Each record listed below is to be output exactly as written.

───── Given data

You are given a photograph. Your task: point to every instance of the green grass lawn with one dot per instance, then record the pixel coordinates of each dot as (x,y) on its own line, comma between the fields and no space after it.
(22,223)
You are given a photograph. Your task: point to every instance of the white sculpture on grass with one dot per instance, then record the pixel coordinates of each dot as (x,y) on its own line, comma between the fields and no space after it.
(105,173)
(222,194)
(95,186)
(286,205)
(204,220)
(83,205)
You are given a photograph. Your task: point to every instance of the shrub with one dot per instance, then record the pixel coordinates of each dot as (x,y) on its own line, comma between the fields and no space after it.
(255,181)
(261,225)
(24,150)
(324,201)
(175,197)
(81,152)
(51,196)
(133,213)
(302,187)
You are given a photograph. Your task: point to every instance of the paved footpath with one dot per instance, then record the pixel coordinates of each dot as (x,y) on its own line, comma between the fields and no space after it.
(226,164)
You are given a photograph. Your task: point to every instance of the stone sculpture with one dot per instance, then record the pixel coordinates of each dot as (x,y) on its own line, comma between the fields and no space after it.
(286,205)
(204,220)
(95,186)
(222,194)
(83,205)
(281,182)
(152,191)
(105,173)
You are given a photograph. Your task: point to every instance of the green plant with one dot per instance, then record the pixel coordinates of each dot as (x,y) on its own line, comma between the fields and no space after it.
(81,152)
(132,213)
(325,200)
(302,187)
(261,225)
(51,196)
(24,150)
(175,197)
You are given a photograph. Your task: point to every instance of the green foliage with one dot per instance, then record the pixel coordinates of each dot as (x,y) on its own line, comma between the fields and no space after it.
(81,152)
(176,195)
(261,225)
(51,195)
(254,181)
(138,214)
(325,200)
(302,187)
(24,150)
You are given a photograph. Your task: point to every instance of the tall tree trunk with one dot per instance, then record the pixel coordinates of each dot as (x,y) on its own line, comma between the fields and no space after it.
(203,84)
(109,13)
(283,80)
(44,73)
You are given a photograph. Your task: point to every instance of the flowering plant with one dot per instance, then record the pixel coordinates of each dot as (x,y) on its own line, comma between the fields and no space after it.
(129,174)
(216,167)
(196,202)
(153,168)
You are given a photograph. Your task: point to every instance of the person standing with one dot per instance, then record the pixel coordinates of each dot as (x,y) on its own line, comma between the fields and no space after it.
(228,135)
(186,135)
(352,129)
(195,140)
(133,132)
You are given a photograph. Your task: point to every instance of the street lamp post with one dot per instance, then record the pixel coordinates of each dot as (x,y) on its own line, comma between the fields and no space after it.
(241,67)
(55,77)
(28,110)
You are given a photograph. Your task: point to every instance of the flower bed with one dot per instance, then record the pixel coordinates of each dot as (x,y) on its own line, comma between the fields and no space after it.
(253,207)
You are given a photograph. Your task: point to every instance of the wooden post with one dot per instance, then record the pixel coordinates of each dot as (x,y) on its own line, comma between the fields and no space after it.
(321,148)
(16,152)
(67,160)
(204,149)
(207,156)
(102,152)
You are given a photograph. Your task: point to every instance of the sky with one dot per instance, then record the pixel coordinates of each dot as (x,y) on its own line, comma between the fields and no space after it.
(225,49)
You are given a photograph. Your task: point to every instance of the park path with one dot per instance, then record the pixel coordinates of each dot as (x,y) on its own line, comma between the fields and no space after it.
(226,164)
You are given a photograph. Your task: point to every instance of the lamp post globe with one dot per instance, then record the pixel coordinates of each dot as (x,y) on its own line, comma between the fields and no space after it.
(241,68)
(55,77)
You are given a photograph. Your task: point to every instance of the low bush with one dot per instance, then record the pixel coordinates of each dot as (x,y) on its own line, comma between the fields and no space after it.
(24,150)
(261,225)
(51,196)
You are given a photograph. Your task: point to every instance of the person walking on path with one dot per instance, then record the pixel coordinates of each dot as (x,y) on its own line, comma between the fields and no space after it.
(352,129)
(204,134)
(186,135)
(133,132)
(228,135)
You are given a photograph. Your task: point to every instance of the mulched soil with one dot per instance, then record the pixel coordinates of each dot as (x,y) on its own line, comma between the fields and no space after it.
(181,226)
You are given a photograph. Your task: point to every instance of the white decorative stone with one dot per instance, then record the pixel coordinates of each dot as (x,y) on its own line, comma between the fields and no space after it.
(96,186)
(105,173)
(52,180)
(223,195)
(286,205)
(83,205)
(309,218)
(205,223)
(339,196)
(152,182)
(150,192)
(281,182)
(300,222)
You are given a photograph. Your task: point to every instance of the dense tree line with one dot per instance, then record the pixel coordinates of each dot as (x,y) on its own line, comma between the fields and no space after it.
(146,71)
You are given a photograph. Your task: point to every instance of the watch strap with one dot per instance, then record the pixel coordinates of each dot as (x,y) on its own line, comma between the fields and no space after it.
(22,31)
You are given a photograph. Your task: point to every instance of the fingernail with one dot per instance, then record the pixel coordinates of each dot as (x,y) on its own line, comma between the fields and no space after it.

──────────

Answer section:
You are given a photograph. Your task: point to every instance of the green grass lawn with one dot per instance, then record the pixel coordinates of each dot as (x,y) on its own line, comma between the fields and no space after it.
(22,223)
You are given a photograph. Your task: point to every instance of the white sculpture on grass with one dot per instance, then record the pixel coordinates of each dot as (x,y) on its own line, comma between the fields and no space after it.
(105,173)
(222,194)
(95,186)
(286,205)
(204,220)
(83,205)
You are given a photograph. Your task: point to every instance of the shrub with one dot per instance, then record the pixel coordinates of each dot as (x,y) on its own line, comma between the fields and no space after it.
(255,181)
(261,225)
(24,150)
(324,201)
(175,197)
(81,152)
(51,196)
(133,213)
(302,187)
You are given a photograph. Your task: point to every instance of the paved footpath with one dot per instance, then record the pixel coordinates of each dot as (x,y) on its own line, comma between the fields and no space after it.
(226,164)
You are given a photograph. Your task: point to every instance of the stone sculpture with one dot per instance, then record the pixel coordinates of each dot as (x,y) on its own line, comma between the fields and no space after it.
(286,205)
(204,220)
(95,186)
(222,194)
(83,205)
(281,182)
(152,191)
(105,173)
You are given a photograph. Your task: point to every instance of the green plant with one dot per instance, then record the pixel coordinates of each dot as (x,y) on its own line, comma between the fields and no space after it.
(81,152)
(132,213)
(325,200)
(302,187)
(261,225)
(51,196)
(24,150)
(175,197)
You are given a photograph. Your task: point to every instance of the green foliage with one dot per instance, then record the pixel coordinates of each dot as (x,y) on its own line, comma between the fields and no space after it.
(81,152)
(176,195)
(261,225)
(51,195)
(254,181)
(138,214)
(325,200)
(302,187)
(24,150)
You are given a photograph. Your task: point to every instance of the tall tree trunk with one dot per instance, then record the pixel coordinates of each dot as (x,y) on its own line, comma between the fields and no space after it.
(203,84)
(109,13)
(283,80)
(44,73)
You are given a photograph. Your task: point to every instance of the flowering plant with one dot per instance, then record the pixel coordinates of each dot as (x,y) on its own line, comma between the fields and no space after it.
(129,174)
(216,167)
(196,202)
(153,168)
You are given a photograph. Your task: point to every instance of the person standing with one dot per instance, then record the pixel coordinates of each dot as (x,y) on its own line, comma between the fields and no space after it.
(228,135)
(186,135)
(352,129)
(195,140)
(133,132)
You are given a photograph. Your task: point to every instance of the street lamp post with one dot per instance, then record the pixel coordinates of each dot as (x,y) on its own line, comma between the fields and no space after it.
(241,67)
(55,77)
(28,110)
You are given a photograph. Your task: point to every instance of the flower bed with one dot per instance, then record the pixel coordinates of each dot as (x,y) on its own line, comma between the fields and no space after it.
(253,207)
You are given a photograph. Your task: point to every instance of the wooden post with one dot per instance, then record the pixel coordinates of each dot as (x,y) on its own line, comma between the fields and no space after it.
(321,148)
(16,152)
(67,160)
(204,149)
(207,156)
(102,152)
You are given a photograph. Your task: point to every instance of the sky with one dot per instance, then record the pixel coordinates of each dot as (x,y) on its own line, comma between the fields and no space after it.
(225,49)
You are given a photograph. Your task: point to every instance of the park path with one dot per instance, then record the pixel coordinates of each dot as (x,y) on its own line, comma between the fields and no space after it.
(226,164)
You are given a photograph. Your task: point to every instance of the lamp post globe with one dot per instance, then record the pixel coordinates of each dot as (x,y) on its own line, comma between the fields and no space after it.
(241,68)
(55,77)
You are given a photograph. Your task: point to every instance of the low bush with one dot per instance, then record the pixel coordinates of each dot as (x,y) on its own line, comma between the fields and no space after it.
(24,150)
(261,225)
(51,196)
You are given a photograph. Your task: point to every instance of the person walking on path with one dot per instance, then record the pixel coordinates of each dot as (x,y) on its own line, comma between the fields and no space after it.
(352,129)
(204,134)
(186,135)
(133,132)
(228,135)
You are given a photograph. Your task: point to every instance of the mulched soil with one dot per instance, then record the pixel coordinates of each dot as (x,y) on its own line, comma between the fields and no space after it.
(181,226)
You are given a photograph. Your task: point to every instance of the white decorative stone with one dot per instance, then record the pixel coordinates of each dot as (x,y) on its own line, comma between the fields and no space after it.
(96,186)
(105,173)
(52,180)
(223,195)
(286,205)
(83,205)
(309,218)
(205,223)
(339,196)
(152,182)
(150,192)
(281,182)
(300,222)
You are given a photograph. Your task: point to every instance of the dense tree line with one dot per instance, then record the pixel coordinates of each dot as (x,y) on its own line, comma between the fields and no space after it.
(146,71)
You are given a photograph. Your task: point to every instance of the watch strap with one dot per instance, then record the pixel coordinates of each dot as (x,y) on its own line, comma between the fields and no space after it.
(22,31)
You are given a photograph. Your task: point to every instance of the fingernail with one dot per instance, then record the pixel coordinates of each dot as (x,y) on its own line, comma between the fields and no space after it.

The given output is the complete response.